STATED TASK A: Gather every line in the rows below that contains the word "tree".

## start PAGE EXTRACT

Anyway, I applied the v7 as-is.  Performance optimizations could be done on
top of it.

> 
> 
>>     While reviewing the patch set I noticed this part too, but
>>     this code was tested twice by Intel engineers, so I figured
>>     that it doesn't hurt performance of partial offloading.
>>
>>     In general, it should be easy to re-order partial and full
>>     offloading checks like this (didn't test):
>>
>>     diff --git a/lib/dpif-netdev.c b/lib/dpif-netdev.c
>>     index c5ab35d2a..36a5976f2 100644
>>     --- a/lib/dpif-netdev.c
>>     +++ b/lib/dpif-netdev.c
>>     @@ -7113,6 +7113,14 @@ dp_netdev_hw_flow(const struct dp_netdev_pmd_thread *pmd,
>>          struct tx_port *p;
>>          uint32_t mark;
>>
>>     +    /* If no mark, no flow to find. */
>>     +    if (dp_packet_has_flow_mark(packet, &mark)) {
>>     +        *flow = mark_to_flow_find(pmd, mark);
>>     +        return 0;
>>     +    }
>>     +
>>     +    *flow = NULL;
>>     +
>>          /* Restore the packet if HW processing was terminated before completion. */
>>          p = pmd_send_port_cache_lookup(pmd, port_no);
>>          if (OVS_LIKELY(p)) {
>>     @@ -7123,14 +7131,6 @@ dp_netdev_hw_flow(const struct dp_netdev_pmd_thread *pmd,
>>                  return -1;
>>              }
>>          }
>>     -
>>     -    /* If no mark, no flow to find. */
>>     -    if (!dp_packet_has_flow_mark(packet, &mark)) {
>>     -        *flow = NULL;
>>     -        return 0;
>>     -    }
>>     -
>>     -    *flow = mark_to_flow_find(pmd, mark);
>>          return 0;
>>      }
>>     ---
>>
>>     If everyone agrees, I can do this change.
>>
> No, this is wrong.
> 
> mlx5 PMD uses mark (internally set) for the recover. Doing it like this will discover a mark (the internal one by the PMD), but won't find any flow associated with it.

Oh, and netdev_offload_dpdk_hw_miss_packet_recover() resets offloads for
that reason, right?

Thanks for explanation.  I think, it would be great if you can prepare
a separate patch with some comments in netdev_offload_dpdk_hw_miss_packet_recover()
regarding offloads reset and, maybe, a small comment to the dp_netdev_hw_flow()
so we will not re-order checks in the future (it's not obvious that there is a
dependency).  Something like:

"Flow marks can be used for HW miss recovery and could be re-set in the
process, therefore flow mark check should always be done after the
netdev_hw_miss_packet_recover()."

What do you think?

> 
>>
>>     >
>>     > We should branch over this code in the partial HWOL scenario, where we don't need to get the call to pmd_send_port_cache_lookup() and netdev_hw_miss_packet_recover(). We want this branch to be transparent to the user. Since both full and partial HWOL falls under the other_config:hw-offload=true switch, we might need a configure time check NIC capabilities solution or something similar to branch over full HWOL packet recovery code. Does this make sense?

## end PAGE EXTRACT

STATED TASK B: Duplicate everything in the patch discussion above, from "Thanks for explanation." down to "do you think?", including both.

## start TASK INPUT

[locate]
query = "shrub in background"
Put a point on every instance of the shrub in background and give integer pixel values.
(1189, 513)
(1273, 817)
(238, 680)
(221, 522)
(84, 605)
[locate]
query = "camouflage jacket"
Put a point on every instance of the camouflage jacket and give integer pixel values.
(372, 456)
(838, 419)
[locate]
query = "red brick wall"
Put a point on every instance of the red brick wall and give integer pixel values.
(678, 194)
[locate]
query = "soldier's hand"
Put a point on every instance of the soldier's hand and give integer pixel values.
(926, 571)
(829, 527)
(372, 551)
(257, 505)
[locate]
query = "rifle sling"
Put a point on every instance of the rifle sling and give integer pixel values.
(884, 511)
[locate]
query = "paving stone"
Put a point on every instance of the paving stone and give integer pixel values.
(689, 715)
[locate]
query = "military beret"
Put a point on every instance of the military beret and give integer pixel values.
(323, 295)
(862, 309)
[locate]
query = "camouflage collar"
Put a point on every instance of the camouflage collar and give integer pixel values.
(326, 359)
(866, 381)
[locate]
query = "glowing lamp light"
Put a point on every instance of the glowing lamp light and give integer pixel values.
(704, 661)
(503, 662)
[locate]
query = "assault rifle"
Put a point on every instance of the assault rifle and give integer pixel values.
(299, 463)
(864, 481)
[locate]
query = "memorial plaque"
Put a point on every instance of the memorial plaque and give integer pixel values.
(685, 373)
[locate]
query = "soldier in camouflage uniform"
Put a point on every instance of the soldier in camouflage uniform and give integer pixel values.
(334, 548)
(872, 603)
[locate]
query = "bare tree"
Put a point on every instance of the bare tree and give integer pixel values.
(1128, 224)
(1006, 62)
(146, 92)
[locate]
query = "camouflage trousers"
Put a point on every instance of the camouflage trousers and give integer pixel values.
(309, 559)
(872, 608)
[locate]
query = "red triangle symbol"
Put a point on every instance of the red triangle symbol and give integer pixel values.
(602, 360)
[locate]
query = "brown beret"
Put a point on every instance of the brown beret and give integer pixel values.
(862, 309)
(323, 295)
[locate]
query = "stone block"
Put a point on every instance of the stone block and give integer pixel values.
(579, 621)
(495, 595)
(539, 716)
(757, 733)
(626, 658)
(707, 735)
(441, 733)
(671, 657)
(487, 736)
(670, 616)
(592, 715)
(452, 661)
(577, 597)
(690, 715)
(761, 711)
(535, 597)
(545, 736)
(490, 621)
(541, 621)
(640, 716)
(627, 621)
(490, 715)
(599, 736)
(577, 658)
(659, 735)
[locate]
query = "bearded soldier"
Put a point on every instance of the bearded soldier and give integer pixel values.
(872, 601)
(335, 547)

## end TASK INPUT
## start TASK INPUT

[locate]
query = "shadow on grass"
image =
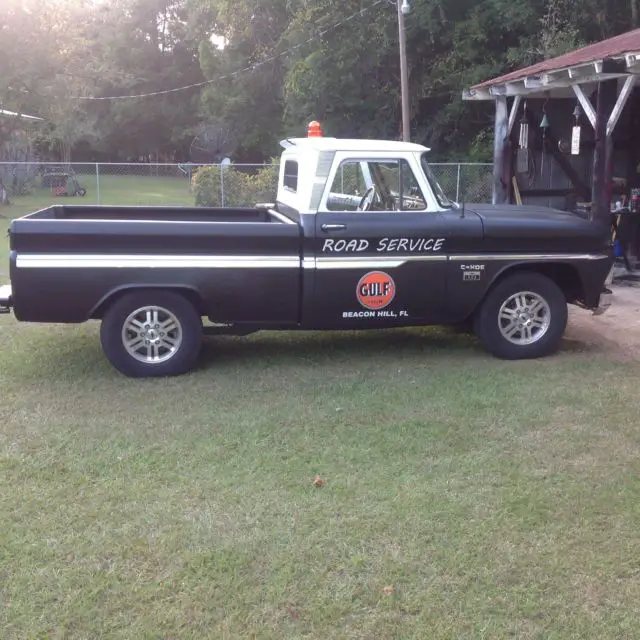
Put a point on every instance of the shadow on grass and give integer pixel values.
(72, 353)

## end TASK INPUT

WORKED ANSWER A:
query = "bare tree"
Put a point on every instance of the bare tree and give integer pixel values.

WORKED ANSWER B:
Thanks for explanation.  I think, it would be great if you can prepare
a separate patch with some comments in netdev_offload_dpdk_hw_miss_packet_recover()
regarding offloads reset and, maybe, a small comment to the dp_netdev_hw_flow()
so we will not re-order checks in the future (it's not obvious that there is a
dependency).  Something like:

"Flow marks can be used for HW miss recovery and could be re-set in the
process, therefore flow mark check should always be done after the
netdev_hw_miss_packet_recover()."

What do you think?